» **Extrait de page**
---*---

En réalité, alors que le IIIe Congrès avait pour plate-forme
essentielle l’unité, le IVe Congrès a choisi, pour principale
plateforme, l’aggravation de la scission.
A l’heure où j’écris ces lignes, nous en sommes là. Il est, toutefois,
vraisemblable que la rentrée définitive dans le concert des nations de
la Russie soviétique et son admission à la Société des Nations auront
pour conséquence la fusion de la F.S.I. d’Amsterdam et de l’I.S.R. de
Moscou. Quand et comment s’opérera cette jonction ? Nul ne le sait.
Tel est, à ce jour, le processus de la vie de l’Internationale russe
qui ne compte, à l’exception des Centrales russe et française, que des
fractions de mouvements.
Filiale et chose de l’I.C., elle est dirigée par un homme de paille qui
n’agit que par ordre de l’Exécutif communiste.
Alors qu’elle eût pu grouper toutes les forces syndicalistes
révolutionnaires du monde et faire figure, en face de la F.S.I.
d’Amsterdam, elle ne fut qu’un organisme de division dont il faut
souhaiter au plus tôt la disparition.
L’Association Internationale des Travailleurs
Cette Internationale, qui est la continuation, sur le plan syndical, de
la Ie Internationale, appelée elle aussi A.I.T., a été fondée en
décembre 1922, à Berlin.
Je ne reviendrai, ni sur les deux Conférences préparatoires de 1921 et
1922, ni sur le Congrès constitutif, ni sur la Conférence d’Insbruck
(1923) et lé Congrès d’Amsterdam (1925).
Toutes ces manifestations de la IIe A.I.T. ont été exposées par le
Secrétaire général, A. Souchy, lorsqu’il a fait son étude sur l’A.I.T.
(Voir Association Internationale des Travailleurs ).
Il ne me reste donc qu’à relater le Congrès qui s’est tenu à Liège en
juillet 1918, et qui est le troisième de l’actuelle A.I.T.
Il consacra ses travaux aux questions suivantes : Rationalisation,
chômage et 6 heures, la guerre et le militarisme, la création d’un
fonds de secours international, l’attitude de l’A.I.T. dans les luttes
syndicales actuelles.
Il condensa son point de vue sur toutes ces questions dans les
résolutions ci-après, dont l’intérêt n’échappera à personne.
Résolution sur la Rationalisation
Le Congrès considère la rationalisation actuelle de l’économie
capitaliste comme un résultat direct d’une nouvelle phase de
développement du système capitaliste trouvant son expression dans la
disparition du vieux capitalisme privé et son remplacement par le
capitalisme collectif moderne. Cette nouvelle phase signifie
pratiquement la disparition de la libre concurrence et l’instauration
de la dictature économique, laquelle, par l’exclusion de toute
concurrence économique, travaille consciemment à l’exploitation du
monde d’après un système unique.
La rationalisation n’est qu’une conséquence de cette transformation
nouvelle du monde capitaliste et ne personnifie dans ses méthodes que
la concurrence brutale de la machine de chair et sang et de celle de
fer et d’acier, dont les résultats profitent uniquement au patronat.

---*---

» **Consigne 1**
Recopiez le passage du texte sur les Internationales syndicales depuis « L’Association Internationale des » jusqu'à « de l’actuelle A.I.T. » inclus.
» **Consigne 2**
D'après le texte sur les Internationales syndicales, où et quand l'Association Internationale des Travailleurs actuelle a-t-elle été fondée ?
» **Consigne 3**
Rédigez la suite du texte sur les Internationales syndicales en commençant juste après sa dernière phrase.

---*---

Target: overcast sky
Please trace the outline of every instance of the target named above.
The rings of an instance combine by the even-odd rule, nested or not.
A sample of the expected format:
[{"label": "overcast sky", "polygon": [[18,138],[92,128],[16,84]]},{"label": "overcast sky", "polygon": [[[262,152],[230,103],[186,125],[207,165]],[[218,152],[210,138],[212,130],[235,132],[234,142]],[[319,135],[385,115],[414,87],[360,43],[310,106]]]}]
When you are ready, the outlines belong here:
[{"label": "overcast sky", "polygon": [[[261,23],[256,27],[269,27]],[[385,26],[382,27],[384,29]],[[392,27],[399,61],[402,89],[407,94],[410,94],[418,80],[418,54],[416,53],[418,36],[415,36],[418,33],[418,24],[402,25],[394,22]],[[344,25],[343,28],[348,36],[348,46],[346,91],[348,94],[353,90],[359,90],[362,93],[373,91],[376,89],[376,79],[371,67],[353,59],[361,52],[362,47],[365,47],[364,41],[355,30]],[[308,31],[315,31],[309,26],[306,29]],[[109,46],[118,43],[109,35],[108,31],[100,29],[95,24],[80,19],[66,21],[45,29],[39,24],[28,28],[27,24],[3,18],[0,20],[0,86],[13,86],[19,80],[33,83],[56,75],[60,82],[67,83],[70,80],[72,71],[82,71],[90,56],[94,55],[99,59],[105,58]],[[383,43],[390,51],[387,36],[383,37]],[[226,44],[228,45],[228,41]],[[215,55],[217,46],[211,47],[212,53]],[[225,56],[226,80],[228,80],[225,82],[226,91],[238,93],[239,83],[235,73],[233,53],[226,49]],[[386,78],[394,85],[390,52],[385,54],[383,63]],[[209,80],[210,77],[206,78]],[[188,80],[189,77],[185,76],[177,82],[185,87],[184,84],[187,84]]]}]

---*---

» **Résultat 1**
L’Association Internationale des Travailleurs
Cette Internationale, qui est la continuation, sur le plan syndical, de
la Ie Internationale, appelée elle aussi A.I.T., a été fondée en
décembre 1922, à Berlin.
Je ne reviendrai, ni sur les deux Conférences préparatoires de 1921 et
1922, ni sur le Congrès constitutif, ni sur la Conférence d’Insbruck
(1923) et lé Congrès d’Amsterdam (1925).
Toutes ces manifestations de la IIe A.I.T. ont été exposées par le
Secrétaire général, A. Souchy, lorsqu’il a fait son étude sur l’A.I.T.
(Voir Association Internationale des Travailleurs ).
Il ne me reste donc qu’à relater le Congrès qui s’est tenu à Liège en
juillet 1918, et qui est le troisième de l’actuelle A.I.T.

» **Résultat 2**
Elle a été fondée à Berlin, en décembre 1922.

» **Résultat 3**
Pour les producteurs, par contre, cette nouvelle méthode signifie
l’ensevelissement de leur santé physique et intellectuelle et la
soumission sans d’esclavage industriel les contraignant à un état de
chômage continuel et à un abaissement continu des conditions de vie.
Le congrès, loin de voir dans cette nouvelle transformation de
l’économie capitaliste une condition pour la réalisation du socialisme,
voit dans les nouvelles méthodes une forme plus parfaite de
l’exploitation des vastes masses de producteurs et des consommateurs,
formes qui, dans le meilleur des cas, peuvent être considérées, comme
les prémices d’un capitalisme d’État Futur, mais jamais comme les
préparatifs nécessaires à l’avènement du socialisme. Le Congrès est
d’avis que, le chemin vers le socialisme n’est pas déterminé par une
ascension continuelle de la capacité de production, mais, en première
ligne, mais d’abord, par une claire connaissance de l’état social et Ia
ferme volonté d’activité socialiste constructive, trouvant leur
expression dans les aspirations à la liberté et à Ia justice sociale.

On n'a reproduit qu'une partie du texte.